## Document segment
= Beginning of Section =
Sunday, June 26, 2011

Hello, Ladies!

Some of you might recall I caught a low grade infection last summer diagnosed as World Cup Fever. For many people, this disease can only be caught in even numbered years not divisible by four, but I also like to follow the Women's World Cup, the latest installment starting today in host country Germany.

It's almost not fair that the Germans are hosting, because they are the dominant team in women's football this century. They won the last two World Cups in 2003 and 2007. In 2007, they won the tournament by not giving up a single goal. (They didn't win all their games, as England played them to a 0-0 draw.)

Unlike the English and French, German national teams tend to look very European, but not this year. One of the German goal scorers was Celia Okoyino Da Mbabi, born in Bonn of a French mother and Cameroonian father. The other noticeably non-Aryan name on the squad is Fatmire Bajramaj, whose parents were refugees from Kosovo. Fatmire, known by the nickname Lira, is the new star being given the front and center position in the German press, though she didn't start the game today. All three of today's German subs, Bajramaj, Inka Grings and Alexandra Popp, are superstars that would have a starting job on any other squad playing in the tournament.
= End of Section =
[Segmentation mask data]
= Beginning of Section =
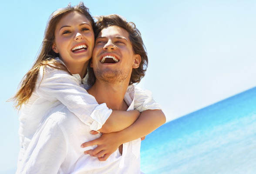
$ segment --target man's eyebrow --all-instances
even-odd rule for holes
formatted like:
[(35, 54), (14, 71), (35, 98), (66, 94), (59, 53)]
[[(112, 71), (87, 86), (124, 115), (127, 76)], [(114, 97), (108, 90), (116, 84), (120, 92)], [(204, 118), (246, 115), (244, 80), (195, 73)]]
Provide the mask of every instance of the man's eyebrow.
[(125, 40), (126, 40), (126, 41), (128, 41), (126, 39), (126, 38), (125, 37), (124, 37), (123, 36), (120, 36), (120, 35), (115, 35), (115, 37), (117, 38), (117, 39), (124, 39)]
[(105, 39), (106, 38), (106, 37), (102, 37), (101, 36), (99, 36), (98, 37), (97, 37), (96, 39)]
[[(80, 23), (79, 24), (79, 26), (81, 26), (83, 25), (88, 25), (89, 26), (90, 26), (90, 24), (89, 23), (87, 23), (87, 22), (83, 22), (81, 23)], [(65, 27), (71, 27), (71, 26), (70, 25), (64, 25), (64, 26), (61, 27), (61, 28), (60, 28), (60, 30), (61, 30), (61, 28), (64, 28)]]
[[(124, 39), (125, 40), (126, 40), (126, 41), (127, 41), (127, 42), (128, 41), (125, 37), (124, 37), (123, 36), (121, 36), (121, 35), (115, 35), (114, 37), (116, 39)], [(96, 39), (105, 39), (106, 38), (107, 38), (107, 37), (102, 37), (102, 36), (99, 36), (98, 37), (96, 38)]]

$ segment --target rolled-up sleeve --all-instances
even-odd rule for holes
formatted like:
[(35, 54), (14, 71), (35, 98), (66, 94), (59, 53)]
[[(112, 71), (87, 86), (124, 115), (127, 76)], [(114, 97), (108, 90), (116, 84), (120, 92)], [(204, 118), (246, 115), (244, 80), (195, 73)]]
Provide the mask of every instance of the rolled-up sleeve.
[(153, 99), (151, 92), (143, 90), (134, 85), (134, 109), (141, 112), (148, 110), (161, 110), (160, 105)]
[(77, 79), (64, 70), (41, 67), (35, 92), (47, 100), (60, 101), (92, 130), (101, 128), (112, 113), (105, 104), (99, 104), (80, 87)]

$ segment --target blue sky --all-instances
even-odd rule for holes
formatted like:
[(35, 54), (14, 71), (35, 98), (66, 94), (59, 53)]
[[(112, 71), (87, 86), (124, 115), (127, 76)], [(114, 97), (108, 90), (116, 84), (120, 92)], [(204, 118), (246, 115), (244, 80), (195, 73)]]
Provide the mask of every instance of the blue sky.
[[(17, 114), (5, 101), (32, 66), (50, 15), (79, 2), (1, 3), (0, 173), (13, 173), (19, 151)], [(93, 15), (117, 13), (135, 23), (149, 61), (139, 85), (168, 120), (256, 86), (255, 0), (84, 2)]]

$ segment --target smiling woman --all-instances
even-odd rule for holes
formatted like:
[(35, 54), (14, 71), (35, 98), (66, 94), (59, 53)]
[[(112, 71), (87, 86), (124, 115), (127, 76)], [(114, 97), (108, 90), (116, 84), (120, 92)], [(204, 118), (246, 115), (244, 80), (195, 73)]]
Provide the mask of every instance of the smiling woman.
[(91, 23), (81, 13), (72, 12), (60, 20), (54, 35), (54, 51), (59, 54), (60, 59), (71, 74), (84, 77), (94, 47)]

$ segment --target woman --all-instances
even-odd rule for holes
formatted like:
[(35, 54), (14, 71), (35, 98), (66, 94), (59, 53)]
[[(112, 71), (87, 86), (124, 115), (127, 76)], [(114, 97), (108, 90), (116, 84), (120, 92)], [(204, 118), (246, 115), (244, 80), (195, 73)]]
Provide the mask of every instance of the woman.
[[(83, 87), (88, 87), (85, 82), (94, 45), (94, 25), (88, 9), (82, 3), (57, 10), (50, 17), (40, 53), (14, 97), (17, 107), (22, 106), (20, 161), (37, 127), (44, 124), (42, 120), (51, 108), (61, 103), (90, 130), (102, 132), (121, 130), (138, 117), (136, 111), (112, 112), (105, 104), (99, 105)], [(142, 97), (137, 103), (145, 104), (141, 101), (145, 101), (148, 96), (140, 90), (138, 92), (141, 93)], [(147, 102), (148, 106), (157, 105), (152, 100)], [(90, 117), (85, 117), (88, 114)], [(115, 124), (110, 128), (108, 123)]]

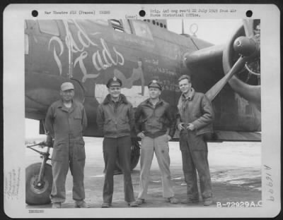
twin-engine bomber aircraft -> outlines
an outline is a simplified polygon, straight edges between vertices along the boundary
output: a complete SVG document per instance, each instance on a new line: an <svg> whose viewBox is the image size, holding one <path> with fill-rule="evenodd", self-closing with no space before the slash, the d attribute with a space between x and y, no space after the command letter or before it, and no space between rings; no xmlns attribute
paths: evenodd
<svg viewBox="0 0 283 220"><path fill-rule="evenodd" d="M149 82L158 79L161 98L176 111L177 80L187 74L194 88L212 102L216 118L211 141L260 141L260 43L259 20L244 20L229 42L219 46L171 32L165 20L25 20L25 117L39 120L45 133L47 109L60 98L59 88L68 80L86 109L84 135L101 137L96 109L108 93L109 78L122 81L122 92L134 107L149 97ZM178 140L178 132L174 138ZM30 204L50 202L50 148L37 152L42 161L26 169ZM132 169L139 158L139 145L133 139Z"/></svg>

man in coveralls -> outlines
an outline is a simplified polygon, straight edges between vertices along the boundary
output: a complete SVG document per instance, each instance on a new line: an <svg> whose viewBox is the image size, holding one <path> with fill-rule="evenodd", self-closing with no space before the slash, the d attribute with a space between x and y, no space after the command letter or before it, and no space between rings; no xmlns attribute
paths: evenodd
<svg viewBox="0 0 283 220"><path fill-rule="evenodd" d="M138 106L135 114L136 132L142 138L139 193L137 202L141 204L145 201L155 152L161 173L163 197L167 202L176 204L178 201L174 197L171 183L168 146L175 130L175 120L169 104L159 97L162 90L161 82L151 80L148 87L149 98Z"/></svg>
<svg viewBox="0 0 283 220"><path fill-rule="evenodd" d="M125 201L130 207L137 207L132 183L131 130L134 128L134 116L131 103L121 94L122 81L114 77L106 85L109 94L98 106L97 124L103 132L103 157L105 163L103 203L101 207L111 206L113 195L113 172L118 159L124 173Z"/></svg>
<svg viewBox="0 0 283 220"><path fill-rule="evenodd" d="M74 85L61 85L62 99L48 109L45 118L47 135L54 138L52 157L53 185L51 192L52 208L61 208L66 199L65 181L69 166L73 176L73 199L75 207L87 208L84 202L83 169L86 152L83 133L87 126L82 104L73 100ZM47 138L50 140L50 138ZM47 143L50 145L50 142Z"/></svg>
<svg viewBox="0 0 283 220"><path fill-rule="evenodd" d="M208 206L212 203L212 190L205 135L213 132L213 109L207 97L192 87L190 76L182 75L178 83L182 94L178 104L177 126L180 131L180 149L187 183L187 198L181 202L199 202L197 170L203 204Z"/></svg>

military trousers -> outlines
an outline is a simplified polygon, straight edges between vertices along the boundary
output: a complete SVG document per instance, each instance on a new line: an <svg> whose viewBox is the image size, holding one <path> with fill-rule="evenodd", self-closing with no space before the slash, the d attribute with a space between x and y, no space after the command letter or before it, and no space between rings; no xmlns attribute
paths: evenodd
<svg viewBox="0 0 283 220"><path fill-rule="evenodd" d="M209 167L207 159L207 144L202 135L196 135L187 132L180 135L180 148L182 152L183 171L187 183L187 196L192 200L199 200L197 176L203 200L212 197Z"/></svg>
<svg viewBox="0 0 283 220"><path fill-rule="evenodd" d="M86 164L84 142L82 138L55 140L52 152L53 185L52 202L64 202L66 200L65 183L69 168L73 176L73 200L85 199L83 170Z"/></svg>
<svg viewBox="0 0 283 220"><path fill-rule="evenodd" d="M167 135L151 138L145 136L142 140L141 148L141 172L139 176L139 199L145 199L149 187L150 169L154 157L154 152L156 156L159 169L161 173L163 197L171 197L174 195L170 173L169 146Z"/></svg>
<svg viewBox="0 0 283 220"><path fill-rule="evenodd" d="M112 203L114 186L113 174L117 159L124 174L125 201L127 202L134 201L130 167L132 145L130 136L117 138L105 138L103 145L105 163L103 202Z"/></svg>

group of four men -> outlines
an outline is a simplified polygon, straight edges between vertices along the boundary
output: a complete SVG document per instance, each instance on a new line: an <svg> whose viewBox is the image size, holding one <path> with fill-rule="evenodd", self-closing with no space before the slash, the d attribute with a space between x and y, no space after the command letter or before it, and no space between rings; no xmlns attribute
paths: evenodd
<svg viewBox="0 0 283 220"><path fill-rule="evenodd" d="M113 173L116 159L124 173L125 200L129 207L145 202L149 171L155 152L162 176L163 197L173 204L175 197L171 182L168 141L177 128L180 132L180 149L183 170L187 183L187 197L182 203L199 202L197 171L204 205L212 203L211 178L207 161L207 133L212 133L214 113L205 95L192 87L190 78L178 79L182 95L175 116L167 102L160 98L162 86L158 80L148 85L149 98L134 112L133 107L121 94L122 82L115 77L108 80L109 94L97 111L98 129L103 132L103 157L105 163L102 207L109 207L113 195ZM45 118L47 144L54 139L52 152L53 185L50 195L52 208L60 208L66 198L65 181L69 166L73 176L73 199L76 207L88 207L85 202L83 169L86 154L83 140L87 119L83 105L73 100L74 85L61 86L62 99L53 103ZM131 178L131 135L142 140L139 192L134 196Z"/></svg>

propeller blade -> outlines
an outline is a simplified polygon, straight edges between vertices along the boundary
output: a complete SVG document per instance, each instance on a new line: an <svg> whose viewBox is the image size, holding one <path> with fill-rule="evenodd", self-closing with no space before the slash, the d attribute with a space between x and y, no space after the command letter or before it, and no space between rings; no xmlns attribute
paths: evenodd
= End of Section =
## Work request 1
From the Women's World Cup post, write out the passage starting with "It's almost not" and going on through "a 0-0 draw.)".
## Work request 2
Rewrite the paragraph of the Women's World Cup post that begins "It's almost not fair" as a short bulleted list that keeps its main facts.

## Reply 1
It's almost not fair that the Germans are hosting, because they are the dominant team in women's football this century. They won the last two World Cups in 2003 and 2007. In 2007, they won the tournament by not giving up a single goal. (They didn't win all their games, as England played them to a 0-0 draw.)

## Reply 2
- Germany is hosting, which seems almost unfair because the Germans are the dominant team in women's football this century.
- They won the last two World Cups, in 2003 and 2007.
- In 2007 they won the tournament without giving up a single goal.
- They did not win every game that year, since England played them to a 0-0 draw.